The problem
Your response must be made up of each line in the data below that contains the string "pile".

Source data
= Beginning of Section =

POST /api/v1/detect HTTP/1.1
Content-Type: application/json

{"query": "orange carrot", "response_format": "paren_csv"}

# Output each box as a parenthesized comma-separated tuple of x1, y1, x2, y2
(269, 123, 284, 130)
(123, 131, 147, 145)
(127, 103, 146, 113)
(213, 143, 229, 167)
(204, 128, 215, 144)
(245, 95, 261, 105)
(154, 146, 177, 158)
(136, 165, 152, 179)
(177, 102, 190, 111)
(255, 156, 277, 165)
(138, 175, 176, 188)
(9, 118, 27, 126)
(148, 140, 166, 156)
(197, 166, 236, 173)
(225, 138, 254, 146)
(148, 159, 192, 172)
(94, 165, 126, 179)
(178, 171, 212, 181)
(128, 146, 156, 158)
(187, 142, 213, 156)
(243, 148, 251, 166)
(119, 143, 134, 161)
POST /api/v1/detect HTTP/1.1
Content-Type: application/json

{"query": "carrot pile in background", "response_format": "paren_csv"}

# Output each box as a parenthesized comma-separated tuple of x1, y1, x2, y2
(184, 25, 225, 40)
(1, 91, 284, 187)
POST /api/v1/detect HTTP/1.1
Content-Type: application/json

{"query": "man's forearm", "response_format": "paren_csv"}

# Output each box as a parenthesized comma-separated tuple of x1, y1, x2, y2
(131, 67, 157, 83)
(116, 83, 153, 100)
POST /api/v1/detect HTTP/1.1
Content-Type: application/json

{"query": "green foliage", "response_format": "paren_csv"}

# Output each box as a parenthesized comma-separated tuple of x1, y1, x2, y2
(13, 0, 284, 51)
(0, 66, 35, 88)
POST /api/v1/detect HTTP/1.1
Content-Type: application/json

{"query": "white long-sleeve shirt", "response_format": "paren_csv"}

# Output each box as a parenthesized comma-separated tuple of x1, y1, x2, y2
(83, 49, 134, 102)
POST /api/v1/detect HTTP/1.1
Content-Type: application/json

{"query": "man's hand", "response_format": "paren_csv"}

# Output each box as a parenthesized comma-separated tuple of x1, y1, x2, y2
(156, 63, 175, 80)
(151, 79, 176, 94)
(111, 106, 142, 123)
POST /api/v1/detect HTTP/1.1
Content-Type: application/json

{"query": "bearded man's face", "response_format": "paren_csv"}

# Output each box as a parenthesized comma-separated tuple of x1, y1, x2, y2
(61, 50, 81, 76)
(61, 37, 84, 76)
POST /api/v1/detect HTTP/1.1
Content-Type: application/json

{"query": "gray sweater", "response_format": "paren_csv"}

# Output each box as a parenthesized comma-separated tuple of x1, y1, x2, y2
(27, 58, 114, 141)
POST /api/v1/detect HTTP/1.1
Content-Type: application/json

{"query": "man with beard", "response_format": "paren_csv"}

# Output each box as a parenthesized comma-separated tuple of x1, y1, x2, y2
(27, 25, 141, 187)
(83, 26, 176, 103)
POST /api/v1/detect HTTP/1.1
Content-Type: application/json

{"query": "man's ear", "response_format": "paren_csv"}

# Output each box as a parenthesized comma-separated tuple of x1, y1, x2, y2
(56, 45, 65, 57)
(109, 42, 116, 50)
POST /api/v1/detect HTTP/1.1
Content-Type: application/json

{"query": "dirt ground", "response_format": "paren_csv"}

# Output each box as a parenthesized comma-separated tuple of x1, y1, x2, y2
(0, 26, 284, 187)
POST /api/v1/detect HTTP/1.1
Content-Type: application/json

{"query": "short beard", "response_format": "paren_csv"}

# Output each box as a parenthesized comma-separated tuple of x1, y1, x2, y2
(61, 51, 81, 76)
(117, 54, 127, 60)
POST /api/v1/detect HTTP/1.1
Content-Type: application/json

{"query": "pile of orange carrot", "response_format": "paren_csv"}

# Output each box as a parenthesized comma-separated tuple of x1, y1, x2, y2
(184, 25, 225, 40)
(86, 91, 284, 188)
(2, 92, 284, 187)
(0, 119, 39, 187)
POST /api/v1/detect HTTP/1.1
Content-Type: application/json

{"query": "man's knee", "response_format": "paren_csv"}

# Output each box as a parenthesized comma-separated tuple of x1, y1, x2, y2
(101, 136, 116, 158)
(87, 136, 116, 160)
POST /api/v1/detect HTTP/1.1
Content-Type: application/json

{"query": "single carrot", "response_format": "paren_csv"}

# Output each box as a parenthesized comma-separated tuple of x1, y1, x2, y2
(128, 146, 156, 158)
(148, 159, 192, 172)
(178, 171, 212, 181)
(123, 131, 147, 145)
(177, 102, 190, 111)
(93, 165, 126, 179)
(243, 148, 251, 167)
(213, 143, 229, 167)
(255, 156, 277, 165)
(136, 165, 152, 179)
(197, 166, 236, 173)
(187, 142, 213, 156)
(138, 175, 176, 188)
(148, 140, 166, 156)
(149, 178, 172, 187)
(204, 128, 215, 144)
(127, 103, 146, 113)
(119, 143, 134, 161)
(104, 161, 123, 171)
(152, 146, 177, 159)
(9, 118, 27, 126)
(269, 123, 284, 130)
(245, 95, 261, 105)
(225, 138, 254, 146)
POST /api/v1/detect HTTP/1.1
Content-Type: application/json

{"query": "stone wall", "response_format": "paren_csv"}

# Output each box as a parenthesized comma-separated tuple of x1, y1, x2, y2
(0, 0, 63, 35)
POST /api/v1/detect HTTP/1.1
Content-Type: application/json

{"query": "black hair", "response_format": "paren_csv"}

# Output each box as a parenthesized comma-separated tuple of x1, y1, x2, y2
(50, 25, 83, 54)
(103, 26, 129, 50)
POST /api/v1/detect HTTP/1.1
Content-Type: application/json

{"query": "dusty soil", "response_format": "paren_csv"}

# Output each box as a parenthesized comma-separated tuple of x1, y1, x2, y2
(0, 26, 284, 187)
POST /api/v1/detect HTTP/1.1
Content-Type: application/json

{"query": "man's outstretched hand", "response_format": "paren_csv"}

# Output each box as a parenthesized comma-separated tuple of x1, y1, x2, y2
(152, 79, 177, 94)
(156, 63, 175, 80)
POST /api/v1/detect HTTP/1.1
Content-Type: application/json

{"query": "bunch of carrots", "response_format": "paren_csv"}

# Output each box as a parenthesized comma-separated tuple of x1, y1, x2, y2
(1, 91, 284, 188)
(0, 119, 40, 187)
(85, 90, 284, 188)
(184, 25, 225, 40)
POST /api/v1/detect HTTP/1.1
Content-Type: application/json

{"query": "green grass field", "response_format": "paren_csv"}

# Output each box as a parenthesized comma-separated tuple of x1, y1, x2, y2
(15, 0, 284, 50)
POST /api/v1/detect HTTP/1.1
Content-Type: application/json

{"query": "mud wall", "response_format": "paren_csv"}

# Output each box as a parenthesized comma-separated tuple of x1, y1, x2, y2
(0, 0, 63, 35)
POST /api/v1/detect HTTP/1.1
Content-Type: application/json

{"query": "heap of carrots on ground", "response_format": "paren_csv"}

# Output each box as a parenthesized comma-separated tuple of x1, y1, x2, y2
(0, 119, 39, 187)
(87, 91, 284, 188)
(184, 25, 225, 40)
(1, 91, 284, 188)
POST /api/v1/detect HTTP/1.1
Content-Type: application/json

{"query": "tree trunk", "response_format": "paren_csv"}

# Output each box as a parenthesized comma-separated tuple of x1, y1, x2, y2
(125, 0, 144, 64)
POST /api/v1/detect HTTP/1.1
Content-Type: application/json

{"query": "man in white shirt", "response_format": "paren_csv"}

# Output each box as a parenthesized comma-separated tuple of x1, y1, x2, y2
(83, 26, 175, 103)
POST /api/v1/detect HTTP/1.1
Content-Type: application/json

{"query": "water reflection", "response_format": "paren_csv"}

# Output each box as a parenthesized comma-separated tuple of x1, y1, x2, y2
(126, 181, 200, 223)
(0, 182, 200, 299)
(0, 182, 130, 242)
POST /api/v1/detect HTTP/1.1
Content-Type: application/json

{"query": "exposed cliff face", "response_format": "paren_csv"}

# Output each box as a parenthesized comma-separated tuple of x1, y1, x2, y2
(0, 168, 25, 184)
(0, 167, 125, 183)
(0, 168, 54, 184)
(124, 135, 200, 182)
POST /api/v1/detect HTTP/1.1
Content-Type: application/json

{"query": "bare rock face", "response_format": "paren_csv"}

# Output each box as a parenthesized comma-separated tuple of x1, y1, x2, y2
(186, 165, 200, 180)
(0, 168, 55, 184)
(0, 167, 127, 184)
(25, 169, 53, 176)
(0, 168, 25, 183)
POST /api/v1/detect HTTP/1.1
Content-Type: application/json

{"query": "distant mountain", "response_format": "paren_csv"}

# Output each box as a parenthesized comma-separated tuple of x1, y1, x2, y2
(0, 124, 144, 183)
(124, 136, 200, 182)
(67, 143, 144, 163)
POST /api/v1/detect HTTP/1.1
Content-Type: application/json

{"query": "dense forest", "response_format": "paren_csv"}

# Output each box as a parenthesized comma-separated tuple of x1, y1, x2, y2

= End of Section =

Result for this exercise
{"query": "carrot pile in background", "response_format": "paren_csv"}
{"query": "pile of orange carrot", "response_format": "paren_csv"}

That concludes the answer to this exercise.